▶ _Your instructions_
Every line below is to be quoted exactly, with nothing added or dropped.

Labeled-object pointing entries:
>> Start

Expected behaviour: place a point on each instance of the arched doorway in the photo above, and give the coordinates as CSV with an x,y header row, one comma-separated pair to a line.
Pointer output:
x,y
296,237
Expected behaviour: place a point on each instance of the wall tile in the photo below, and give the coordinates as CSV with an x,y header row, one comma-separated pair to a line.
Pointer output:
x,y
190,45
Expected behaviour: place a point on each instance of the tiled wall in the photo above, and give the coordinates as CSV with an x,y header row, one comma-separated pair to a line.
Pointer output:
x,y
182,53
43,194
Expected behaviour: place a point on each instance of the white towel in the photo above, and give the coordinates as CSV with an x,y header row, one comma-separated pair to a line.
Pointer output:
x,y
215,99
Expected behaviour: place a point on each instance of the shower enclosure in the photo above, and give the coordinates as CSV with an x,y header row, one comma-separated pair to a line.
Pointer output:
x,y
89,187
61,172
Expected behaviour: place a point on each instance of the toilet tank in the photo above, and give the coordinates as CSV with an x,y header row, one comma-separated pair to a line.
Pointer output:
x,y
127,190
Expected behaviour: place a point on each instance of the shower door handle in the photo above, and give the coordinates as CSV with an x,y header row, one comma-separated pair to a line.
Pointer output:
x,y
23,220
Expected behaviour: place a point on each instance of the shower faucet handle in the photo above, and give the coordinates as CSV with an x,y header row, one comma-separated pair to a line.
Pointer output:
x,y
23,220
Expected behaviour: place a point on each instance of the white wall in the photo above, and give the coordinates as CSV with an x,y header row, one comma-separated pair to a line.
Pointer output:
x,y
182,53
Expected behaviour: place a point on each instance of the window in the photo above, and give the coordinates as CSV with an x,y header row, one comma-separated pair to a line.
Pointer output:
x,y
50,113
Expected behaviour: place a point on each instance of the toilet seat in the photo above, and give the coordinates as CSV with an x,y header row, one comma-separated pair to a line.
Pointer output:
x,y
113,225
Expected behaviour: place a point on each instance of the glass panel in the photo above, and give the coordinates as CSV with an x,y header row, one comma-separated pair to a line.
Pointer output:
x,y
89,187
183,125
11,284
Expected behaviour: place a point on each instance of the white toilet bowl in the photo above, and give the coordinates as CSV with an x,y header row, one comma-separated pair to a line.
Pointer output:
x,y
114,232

>> End

▶ _Exercise solution_
Expected behaviour: place a point on each instance of the arched doorway in the photo above, and give the coordinates as CSV with an x,y header row, one comma-separated pair to a line.
Pointer output:
x,y
296,237
Expected behaviour: place a point on each instance of the wall tile in the photo below, and give the coordinates as CSV with an x,y header row, one comma-separated pair to a line.
Pointer output:
x,y
190,45
Expected behaviour: place a point on each instance of the tiled wall in the photo above, and give the coordinates as CSV with an x,y header row, one comma-separated pair to a line.
Pointer output:
x,y
182,53
43,194
Expected behaviour: place a point on each instance of the white towel in the photo above, and give the coordinates as CSV with an x,y header row, one comma-separated pair to a line.
Pointer output:
x,y
215,99
Expected behaviour: place a point on each instance of the shower enclosure in the photo above, and give the coordinates as CSV with an x,y header row, one comma-separated pair to a line.
Pointer output:
x,y
89,187
61,172
Expected behaviour: place a point on each instance of the toilet tank in the photo above, and give the coordinates as CSV with an x,y header row, one comma-separated pair to a line.
Pointer output:
x,y
127,190
Expected behaviour: place a point on each instance of the shower door handle in the photo above, and give the coordinates as CSV with an x,y header row, one comma-separated pair to a line.
Pointer output:
x,y
23,220
Expected behaviour: place a point on each instance of the shower faucet handle in the photo above, and give the coordinates as CSV with an x,y header row, one comma-separated pair to a line.
Pointer output:
x,y
23,220
Expected behaviour: place a point on each instance of the white wall in the photo above, and give the coordinates as CSV with an x,y header row, one comma-separated pair to a line.
Pointer output:
x,y
182,53
Expected behaviour: place a point on each instance of the window in the photo above, and give the coordinates as CSV with an x,y header row, one comma-separated pair to a line.
Pointer output:
x,y
50,113
Expected behaviour: place a point on each instance of the toilet seat in the photo above, and give the coordinates as CSV with an x,y header row, one comma-separated pair to a line.
Pointer output:
x,y
113,225
Expected behaviour: place a point on each instance of the glass panel in the photo above, and give the coordinates as CSV with an x,y header row, one comma-separated pair to a line.
Pointer output:
x,y
89,187
183,125
11,284
Expected behaviour: place a point on each instance of the white toilet bowl in the photo above, and give the coordinates as CSV with an x,y header row, one comma-separated pair to a line.
Pointer output:
x,y
114,232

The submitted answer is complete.